→ **QUOTED TEXT**
.....

Meanwhile, Booher has an eight-step process she uses to develop a communications strategy plan for a client, company, or specific event:

Step 1: Interview all the primary stakeholders to get their perspective on the problem and the goal.
Step 2: Analyze the data to see where there’s agreement.
Step 3: Decide if it’s necessary to collect more data to further investigate the misalignment.
Step 4: Interview other stakeholders (second-tier people) to understand how they see the problem and the goal.
Step 5: Reconfirm the goal with the primary stakeholders.
Step 6: Design an implementation plan, along with measurements of success.
Step 7: Execute the plan.
Step 8: Measure success

Types of Communications Strategy Plans

There’s no single way to create a plan since, as Raffetto notes, you must customize it to your organization, goals, environment and situation, and there are different types of communications strategy plan. 

Booher concurs, and says, “Every situation differs. So I don’t routinely use any particular template all the time. But I do have templates that I use when I identify similar problems.”

Here are three general types of plans that any non- or for-profit organization may create to meet either long-term or short-term goals:

  • Overall Communication Strategy for Organization: A communication strategy is both subservient and complementary to the overall marketing strategy, which takes its direction from the organization’s overall business strategy. The business strategy is general and pinpoints the desired bottom-line financial outcome. The marketing strategy supports those goals with strategies that incite target audiences to take what you’ve determined to be the desired action, whether it’s buying a product or service, making a donation if you’re a non-profit, or signing up for an online class if you’re a web-based university. The marketing strategy assembles all the other strategies, one of which is communications. The organization’s communication strategy plan is in fact more closely tied to tactics, as we’ll see as we move through the steps to creating your plan.

If you haven’t completed a marketing communication strategy, you’ll need to do that before you begin your communication strategy plan. This free annual marketing plan template can help you get started. Simply download the template and you can adjust it to reflect the necessary components of your individual marketing plan. It includes campaign type, project goals, target audience, response rates broken down into sections for national and local efforts, content marketing, online marketing, media relations, public relations, trade shows and events, sales campaigns, and branding efforts. Objectives are clearly identified along with total costs and target markets. At the top of the template, you can define monthly sales goals and at the lower section of the template you’ll find a place to record marketing effectiveness metrics.

.....

[Saved data entries]
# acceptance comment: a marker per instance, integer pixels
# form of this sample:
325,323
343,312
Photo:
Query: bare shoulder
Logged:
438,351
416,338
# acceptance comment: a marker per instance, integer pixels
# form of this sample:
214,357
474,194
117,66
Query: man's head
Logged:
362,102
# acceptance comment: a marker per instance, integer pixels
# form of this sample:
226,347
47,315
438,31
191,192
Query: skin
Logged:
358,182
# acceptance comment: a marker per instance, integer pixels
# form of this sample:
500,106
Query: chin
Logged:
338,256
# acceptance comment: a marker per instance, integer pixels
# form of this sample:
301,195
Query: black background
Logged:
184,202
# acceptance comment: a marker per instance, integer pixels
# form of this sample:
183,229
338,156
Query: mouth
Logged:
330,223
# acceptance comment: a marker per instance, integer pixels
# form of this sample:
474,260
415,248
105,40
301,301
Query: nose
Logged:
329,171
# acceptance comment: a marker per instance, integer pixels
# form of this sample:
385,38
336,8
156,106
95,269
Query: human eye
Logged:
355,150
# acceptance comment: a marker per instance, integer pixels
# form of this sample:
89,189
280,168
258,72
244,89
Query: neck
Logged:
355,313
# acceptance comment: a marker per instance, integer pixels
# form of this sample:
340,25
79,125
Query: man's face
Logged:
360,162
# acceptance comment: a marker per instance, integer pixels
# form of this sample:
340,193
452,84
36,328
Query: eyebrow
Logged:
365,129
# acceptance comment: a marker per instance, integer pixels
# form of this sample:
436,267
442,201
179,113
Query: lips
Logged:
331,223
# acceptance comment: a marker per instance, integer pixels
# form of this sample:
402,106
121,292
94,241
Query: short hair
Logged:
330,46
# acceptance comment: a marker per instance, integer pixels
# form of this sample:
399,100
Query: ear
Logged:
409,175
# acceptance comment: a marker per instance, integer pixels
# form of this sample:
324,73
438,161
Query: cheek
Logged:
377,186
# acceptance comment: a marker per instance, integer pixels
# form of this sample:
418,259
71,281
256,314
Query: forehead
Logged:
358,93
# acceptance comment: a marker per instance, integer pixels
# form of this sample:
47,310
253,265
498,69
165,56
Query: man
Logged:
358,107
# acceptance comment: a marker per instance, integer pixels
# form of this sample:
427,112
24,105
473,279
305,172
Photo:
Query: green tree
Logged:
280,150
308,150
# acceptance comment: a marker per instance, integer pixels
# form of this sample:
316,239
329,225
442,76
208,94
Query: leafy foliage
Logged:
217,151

.....

→ **WHAT IS ASKED**
1. Answer these questions using the communications strategy text:
(a) What is Step 5 of Booher's eight-step process?
(b) Who notes that a plan must be customized to the organization, goals, environment and situation?
(c) What does the business strategy pinpoint?
2. Write the next part of the communications strategy text, beginning after its final sentence.
The records bear no relation to the communications strategy text.

→ **TASK-BY-TASK RESULTS**
1.
(a) Reconfirm the goal with the primary stakeholders.
(b) Raffetto.
(c) The desired bottom-line financial outcome.

2.
 

 

Marketing Plan Template

Download Marketing Plan Template

Excel | Smartsheet

 

 

  • Event or Product/Service Launch Communications Strategy: In addition to the overarching organizational communication plan, there is often a need to create ‘sub plans’ that support time-constrained events like product or service launches or a fundraiser. Event specific communications should still tie into the overall communication, marketing, and business strategies. Plan components (targets, budgets, and messaging) are the same as your overall plan, and you can use the same templates to work on the details.

Booher adds, “If delegating responsibilities is a problem, I use this 15-item delegation checklist to help the manager handle the what, why, when, and how productively.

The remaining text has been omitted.